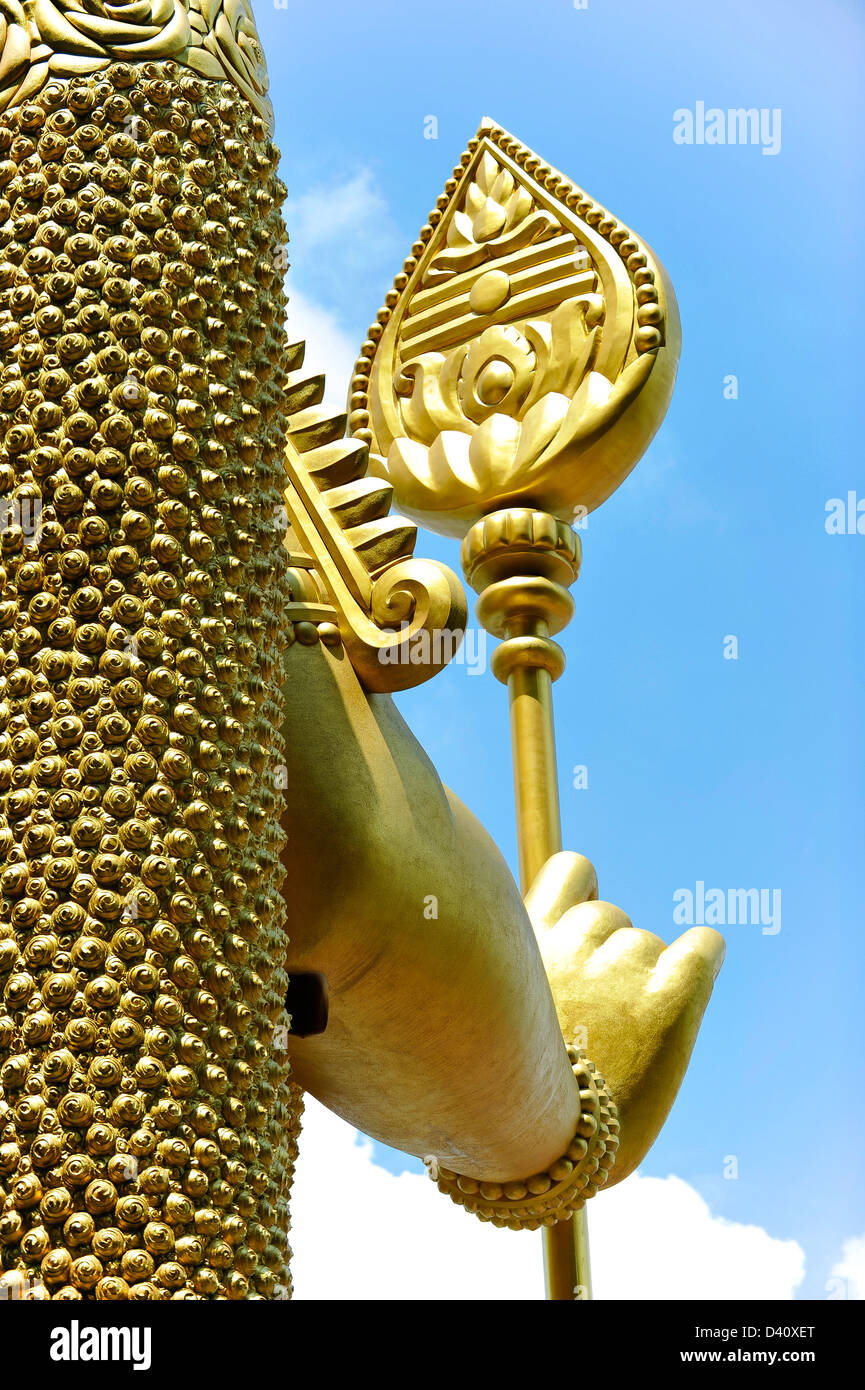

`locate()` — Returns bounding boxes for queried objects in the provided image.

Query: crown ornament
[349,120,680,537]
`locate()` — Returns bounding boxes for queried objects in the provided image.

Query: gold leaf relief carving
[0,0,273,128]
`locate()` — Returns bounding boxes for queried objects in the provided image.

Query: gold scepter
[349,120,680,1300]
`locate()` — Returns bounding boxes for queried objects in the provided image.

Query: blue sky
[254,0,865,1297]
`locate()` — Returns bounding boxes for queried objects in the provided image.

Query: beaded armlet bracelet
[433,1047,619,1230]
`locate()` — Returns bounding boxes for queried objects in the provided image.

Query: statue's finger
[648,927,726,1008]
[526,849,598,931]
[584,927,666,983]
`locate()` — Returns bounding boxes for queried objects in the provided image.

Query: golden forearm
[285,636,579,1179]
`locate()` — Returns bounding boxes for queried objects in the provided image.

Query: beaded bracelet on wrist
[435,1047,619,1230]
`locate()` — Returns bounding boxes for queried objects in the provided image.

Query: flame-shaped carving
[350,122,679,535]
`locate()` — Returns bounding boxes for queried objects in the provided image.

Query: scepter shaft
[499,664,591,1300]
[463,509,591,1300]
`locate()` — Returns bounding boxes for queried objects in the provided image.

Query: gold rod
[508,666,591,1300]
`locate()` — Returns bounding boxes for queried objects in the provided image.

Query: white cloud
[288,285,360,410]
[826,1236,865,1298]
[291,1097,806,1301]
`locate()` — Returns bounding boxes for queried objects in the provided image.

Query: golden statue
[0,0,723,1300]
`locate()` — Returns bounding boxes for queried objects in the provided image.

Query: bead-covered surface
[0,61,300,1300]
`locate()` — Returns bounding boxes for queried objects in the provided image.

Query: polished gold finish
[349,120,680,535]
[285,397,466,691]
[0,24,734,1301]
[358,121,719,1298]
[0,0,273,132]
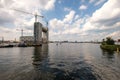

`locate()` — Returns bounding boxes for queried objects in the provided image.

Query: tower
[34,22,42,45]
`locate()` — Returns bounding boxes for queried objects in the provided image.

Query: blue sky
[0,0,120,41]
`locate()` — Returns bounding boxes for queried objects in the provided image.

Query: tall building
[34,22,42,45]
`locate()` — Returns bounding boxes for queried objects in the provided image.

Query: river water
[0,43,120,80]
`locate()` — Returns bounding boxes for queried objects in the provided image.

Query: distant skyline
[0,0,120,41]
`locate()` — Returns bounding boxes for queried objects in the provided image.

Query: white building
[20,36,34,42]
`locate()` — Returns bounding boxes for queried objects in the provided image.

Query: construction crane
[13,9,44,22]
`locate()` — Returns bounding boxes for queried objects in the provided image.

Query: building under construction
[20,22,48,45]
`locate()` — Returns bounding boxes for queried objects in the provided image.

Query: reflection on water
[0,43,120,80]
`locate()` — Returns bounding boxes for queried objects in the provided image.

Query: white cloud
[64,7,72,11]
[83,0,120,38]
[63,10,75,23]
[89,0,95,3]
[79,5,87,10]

● ● ● ● ●

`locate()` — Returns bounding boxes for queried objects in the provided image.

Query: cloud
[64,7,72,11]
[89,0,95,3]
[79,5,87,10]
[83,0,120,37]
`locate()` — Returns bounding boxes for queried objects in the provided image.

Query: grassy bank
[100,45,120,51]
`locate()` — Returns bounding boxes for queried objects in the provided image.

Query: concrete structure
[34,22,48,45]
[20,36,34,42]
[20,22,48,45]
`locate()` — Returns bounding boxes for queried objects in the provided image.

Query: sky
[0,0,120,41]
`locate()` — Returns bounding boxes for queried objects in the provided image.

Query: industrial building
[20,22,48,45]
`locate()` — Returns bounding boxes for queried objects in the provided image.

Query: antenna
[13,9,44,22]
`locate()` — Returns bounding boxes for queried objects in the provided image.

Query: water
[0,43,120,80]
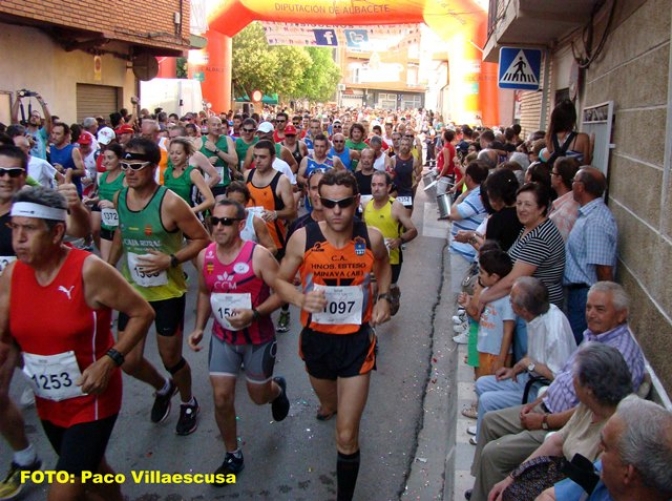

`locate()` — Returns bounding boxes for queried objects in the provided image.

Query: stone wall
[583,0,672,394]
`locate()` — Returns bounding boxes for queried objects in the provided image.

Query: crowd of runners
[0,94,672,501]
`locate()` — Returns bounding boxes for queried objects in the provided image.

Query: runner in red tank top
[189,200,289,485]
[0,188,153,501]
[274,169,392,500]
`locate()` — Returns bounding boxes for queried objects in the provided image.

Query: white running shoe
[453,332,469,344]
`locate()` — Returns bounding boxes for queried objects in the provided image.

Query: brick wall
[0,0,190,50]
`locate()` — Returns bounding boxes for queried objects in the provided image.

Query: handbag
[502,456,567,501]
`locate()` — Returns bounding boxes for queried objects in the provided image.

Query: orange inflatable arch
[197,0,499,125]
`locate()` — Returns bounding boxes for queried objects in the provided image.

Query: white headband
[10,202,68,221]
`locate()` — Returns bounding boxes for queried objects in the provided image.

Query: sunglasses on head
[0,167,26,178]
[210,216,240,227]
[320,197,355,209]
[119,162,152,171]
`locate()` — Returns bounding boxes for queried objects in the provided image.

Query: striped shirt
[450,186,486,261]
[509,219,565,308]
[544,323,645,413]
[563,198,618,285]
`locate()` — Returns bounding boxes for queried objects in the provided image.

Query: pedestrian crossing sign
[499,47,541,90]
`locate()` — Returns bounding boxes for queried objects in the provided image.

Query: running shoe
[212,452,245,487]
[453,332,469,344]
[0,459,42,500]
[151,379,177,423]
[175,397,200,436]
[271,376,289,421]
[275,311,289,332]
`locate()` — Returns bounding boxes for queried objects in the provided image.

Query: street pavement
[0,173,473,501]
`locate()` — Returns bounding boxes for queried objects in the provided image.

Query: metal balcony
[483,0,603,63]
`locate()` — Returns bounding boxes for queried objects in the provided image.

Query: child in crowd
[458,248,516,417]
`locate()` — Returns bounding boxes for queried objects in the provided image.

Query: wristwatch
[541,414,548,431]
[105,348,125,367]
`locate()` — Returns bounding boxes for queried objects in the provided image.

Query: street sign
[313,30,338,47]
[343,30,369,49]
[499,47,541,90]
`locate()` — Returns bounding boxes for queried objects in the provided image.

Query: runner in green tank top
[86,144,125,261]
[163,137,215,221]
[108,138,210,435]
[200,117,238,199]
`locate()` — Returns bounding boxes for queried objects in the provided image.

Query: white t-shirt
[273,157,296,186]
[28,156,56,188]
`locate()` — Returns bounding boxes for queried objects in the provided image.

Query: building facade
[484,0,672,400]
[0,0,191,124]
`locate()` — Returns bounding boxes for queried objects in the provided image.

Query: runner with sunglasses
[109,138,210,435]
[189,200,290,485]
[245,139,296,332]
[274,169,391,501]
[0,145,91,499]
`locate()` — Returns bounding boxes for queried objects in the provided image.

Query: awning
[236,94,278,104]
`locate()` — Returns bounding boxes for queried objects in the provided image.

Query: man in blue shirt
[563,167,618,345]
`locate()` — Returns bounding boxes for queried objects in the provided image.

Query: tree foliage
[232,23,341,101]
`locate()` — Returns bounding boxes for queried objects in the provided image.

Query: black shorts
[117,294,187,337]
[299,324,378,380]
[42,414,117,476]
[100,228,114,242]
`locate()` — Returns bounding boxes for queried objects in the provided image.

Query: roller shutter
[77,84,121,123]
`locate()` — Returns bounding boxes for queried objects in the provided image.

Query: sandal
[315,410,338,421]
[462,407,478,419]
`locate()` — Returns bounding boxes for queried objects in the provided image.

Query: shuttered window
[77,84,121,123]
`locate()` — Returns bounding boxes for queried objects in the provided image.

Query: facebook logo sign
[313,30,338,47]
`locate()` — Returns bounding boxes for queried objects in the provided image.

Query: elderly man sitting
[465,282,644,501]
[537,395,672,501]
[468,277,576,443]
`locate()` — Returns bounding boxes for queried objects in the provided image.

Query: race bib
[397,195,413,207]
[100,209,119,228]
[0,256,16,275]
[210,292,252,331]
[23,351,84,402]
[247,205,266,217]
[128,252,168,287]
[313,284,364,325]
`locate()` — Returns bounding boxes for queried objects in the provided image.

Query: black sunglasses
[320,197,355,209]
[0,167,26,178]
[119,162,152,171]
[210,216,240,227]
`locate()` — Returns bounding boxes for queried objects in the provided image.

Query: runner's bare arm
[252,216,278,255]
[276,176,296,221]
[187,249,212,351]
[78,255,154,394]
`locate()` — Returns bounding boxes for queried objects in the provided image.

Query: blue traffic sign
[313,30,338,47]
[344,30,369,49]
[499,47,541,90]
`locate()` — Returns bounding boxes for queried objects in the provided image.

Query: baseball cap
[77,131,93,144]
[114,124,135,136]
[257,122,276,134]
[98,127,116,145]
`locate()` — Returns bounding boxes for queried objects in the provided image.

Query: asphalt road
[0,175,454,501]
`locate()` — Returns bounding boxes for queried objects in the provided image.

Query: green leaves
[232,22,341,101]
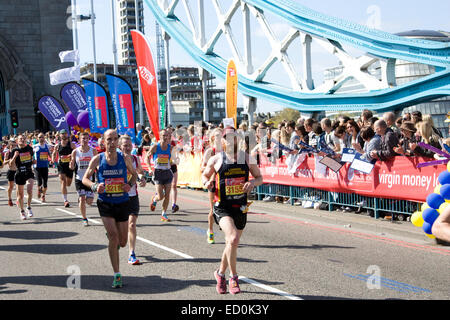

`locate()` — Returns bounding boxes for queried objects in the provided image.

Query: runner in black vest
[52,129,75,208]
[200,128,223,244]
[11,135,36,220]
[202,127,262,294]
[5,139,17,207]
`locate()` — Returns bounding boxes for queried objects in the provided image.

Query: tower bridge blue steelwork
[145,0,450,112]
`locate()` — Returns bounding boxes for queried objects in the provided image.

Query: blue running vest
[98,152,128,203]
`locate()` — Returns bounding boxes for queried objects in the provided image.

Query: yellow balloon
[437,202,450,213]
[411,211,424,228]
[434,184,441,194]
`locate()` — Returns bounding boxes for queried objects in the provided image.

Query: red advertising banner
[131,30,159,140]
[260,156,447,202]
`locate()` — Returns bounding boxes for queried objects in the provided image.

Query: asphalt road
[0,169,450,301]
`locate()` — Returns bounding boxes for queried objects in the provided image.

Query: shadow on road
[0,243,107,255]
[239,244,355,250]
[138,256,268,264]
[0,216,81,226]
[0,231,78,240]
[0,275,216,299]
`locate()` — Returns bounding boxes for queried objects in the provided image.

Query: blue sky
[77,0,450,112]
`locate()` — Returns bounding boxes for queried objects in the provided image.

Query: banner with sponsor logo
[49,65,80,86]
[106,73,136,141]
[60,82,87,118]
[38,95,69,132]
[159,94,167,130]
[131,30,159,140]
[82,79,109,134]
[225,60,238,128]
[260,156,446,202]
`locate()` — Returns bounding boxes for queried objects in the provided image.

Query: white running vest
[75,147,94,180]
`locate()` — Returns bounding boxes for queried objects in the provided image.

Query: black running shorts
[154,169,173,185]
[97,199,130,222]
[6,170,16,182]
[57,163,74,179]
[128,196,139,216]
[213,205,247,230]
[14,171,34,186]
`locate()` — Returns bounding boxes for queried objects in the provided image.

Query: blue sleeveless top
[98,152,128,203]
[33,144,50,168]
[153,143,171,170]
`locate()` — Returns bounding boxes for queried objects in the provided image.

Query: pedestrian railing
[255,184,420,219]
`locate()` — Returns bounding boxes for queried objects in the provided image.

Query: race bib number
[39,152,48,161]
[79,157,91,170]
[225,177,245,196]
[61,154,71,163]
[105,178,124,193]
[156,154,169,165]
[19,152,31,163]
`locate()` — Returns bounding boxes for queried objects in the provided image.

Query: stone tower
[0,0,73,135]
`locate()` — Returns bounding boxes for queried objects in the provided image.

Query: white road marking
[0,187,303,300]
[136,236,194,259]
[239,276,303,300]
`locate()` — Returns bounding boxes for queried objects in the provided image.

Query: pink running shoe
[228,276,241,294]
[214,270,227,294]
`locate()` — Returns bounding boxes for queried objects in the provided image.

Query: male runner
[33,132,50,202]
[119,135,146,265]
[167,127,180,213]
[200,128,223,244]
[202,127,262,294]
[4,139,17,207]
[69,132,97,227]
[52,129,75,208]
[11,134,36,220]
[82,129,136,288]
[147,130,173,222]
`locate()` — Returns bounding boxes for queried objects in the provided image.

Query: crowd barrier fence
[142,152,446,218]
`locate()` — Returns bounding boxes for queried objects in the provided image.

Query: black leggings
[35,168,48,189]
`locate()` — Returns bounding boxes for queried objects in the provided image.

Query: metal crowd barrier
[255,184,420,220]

● ● ● ● ●

### Task description
Tally how many lines of the material above contain the string "pedestrian", treating uppercase and lowercase as different. Reply with the number only.

### Output of the exercise
2